▸ Problem description:
What follows is a block of records; reproduce all of it verbatim.

▸ Available data:
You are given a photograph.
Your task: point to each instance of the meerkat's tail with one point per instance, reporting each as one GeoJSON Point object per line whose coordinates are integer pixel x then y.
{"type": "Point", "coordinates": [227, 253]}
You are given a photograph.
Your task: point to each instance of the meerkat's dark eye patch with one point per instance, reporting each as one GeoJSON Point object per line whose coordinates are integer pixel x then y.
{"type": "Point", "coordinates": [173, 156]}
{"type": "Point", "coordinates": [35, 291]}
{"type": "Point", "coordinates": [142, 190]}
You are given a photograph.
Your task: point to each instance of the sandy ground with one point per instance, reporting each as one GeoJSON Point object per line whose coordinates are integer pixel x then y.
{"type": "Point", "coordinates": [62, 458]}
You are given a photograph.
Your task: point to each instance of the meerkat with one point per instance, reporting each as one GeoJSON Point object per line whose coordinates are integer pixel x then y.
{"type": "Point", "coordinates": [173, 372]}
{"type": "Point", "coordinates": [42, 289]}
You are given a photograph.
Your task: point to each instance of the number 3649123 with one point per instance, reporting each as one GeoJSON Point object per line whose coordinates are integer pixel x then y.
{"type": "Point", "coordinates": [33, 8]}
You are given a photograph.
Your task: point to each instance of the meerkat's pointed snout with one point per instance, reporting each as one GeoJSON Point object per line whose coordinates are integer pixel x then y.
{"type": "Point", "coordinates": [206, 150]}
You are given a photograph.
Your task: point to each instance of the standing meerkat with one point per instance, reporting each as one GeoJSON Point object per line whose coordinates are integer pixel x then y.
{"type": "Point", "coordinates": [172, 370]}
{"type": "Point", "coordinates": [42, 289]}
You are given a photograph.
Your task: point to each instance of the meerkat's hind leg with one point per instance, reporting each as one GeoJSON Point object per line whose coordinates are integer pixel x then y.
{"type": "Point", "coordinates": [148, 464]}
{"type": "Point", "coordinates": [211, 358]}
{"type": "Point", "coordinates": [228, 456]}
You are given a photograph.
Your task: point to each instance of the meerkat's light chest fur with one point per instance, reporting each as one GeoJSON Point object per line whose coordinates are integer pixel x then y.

▸ Response to this exercise:
You are given a photograph.
Your task: point to each instance of the meerkat's tail with one point per instance, reporting each as one GeoJSON Point object per line whose coordinates are integer pixel x then y.
{"type": "Point", "coordinates": [227, 253]}
You are given a photograph.
Your task: point to each instance of the meerkat's dark eye patch with one point per instance, reporting each as one GeoJSON Point object per line whose coordinates are integer pixel x then y.
{"type": "Point", "coordinates": [173, 156]}
{"type": "Point", "coordinates": [35, 291]}
{"type": "Point", "coordinates": [142, 190]}
You are given a photograph.
Your task: point to each instance of the sandy ground with one point per instance, reporting each as one GeoJSON Point object per line whose coordinates are integer pixel x then y.
{"type": "Point", "coordinates": [62, 458]}
You are given a photograph.
Your task: point to each instance of the meerkat with one point per instance, reporting each as one GeoJSON Point object per line whose coordinates are integer pixel x then y.
{"type": "Point", "coordinates": [173, 372]}
{"type": "Point", "coordinates": [42, 289]}
You are given a photograph.
Your task: point to each instance of the number 3649123 with one point per instance, reporting each as one GeoJSON Point object per line whose coordinates are integer pixel x then y.
{"type": "Point", "coordinates": [33, 8]}
You are given a photograph.
Your task: point to each instance of the meerkat's pointed snout with one point per instance, reporting each as one GeoJSON Point object per line whose coordinates are integer pixel x then y.
{"type": "Point", "coordinates": [206, 150]}
You are given a photograph.
Your task: point to each instance of the standing meerkat with one point per instance, reporting each as one GeoJSON Point object per line whose coordinates are integer pixel x then y.
{"type": "Point", "coordinates": [172, 370]}
{"type": "Point", "coordinates": [42, 289]}
You are given a photograph.
Your task: point to each instance of the meerkat's hind leg with one point per instance, reporting each as one GeoJSON Point object per line whose coordinates are integer pixel x then y.
{"type": "Point", "coordinates": [148, 464]}
{"type": "Point", "coordinates": [211, 358]}
{"type": "Point", "coordinates": [228, 456]}
You are given a photograph.
Your task: point to each instance of the meerkat's light chest fur with one point per instance, reporting each as one GeoJSON Point object per line whose coordinates are integer pixel x then y.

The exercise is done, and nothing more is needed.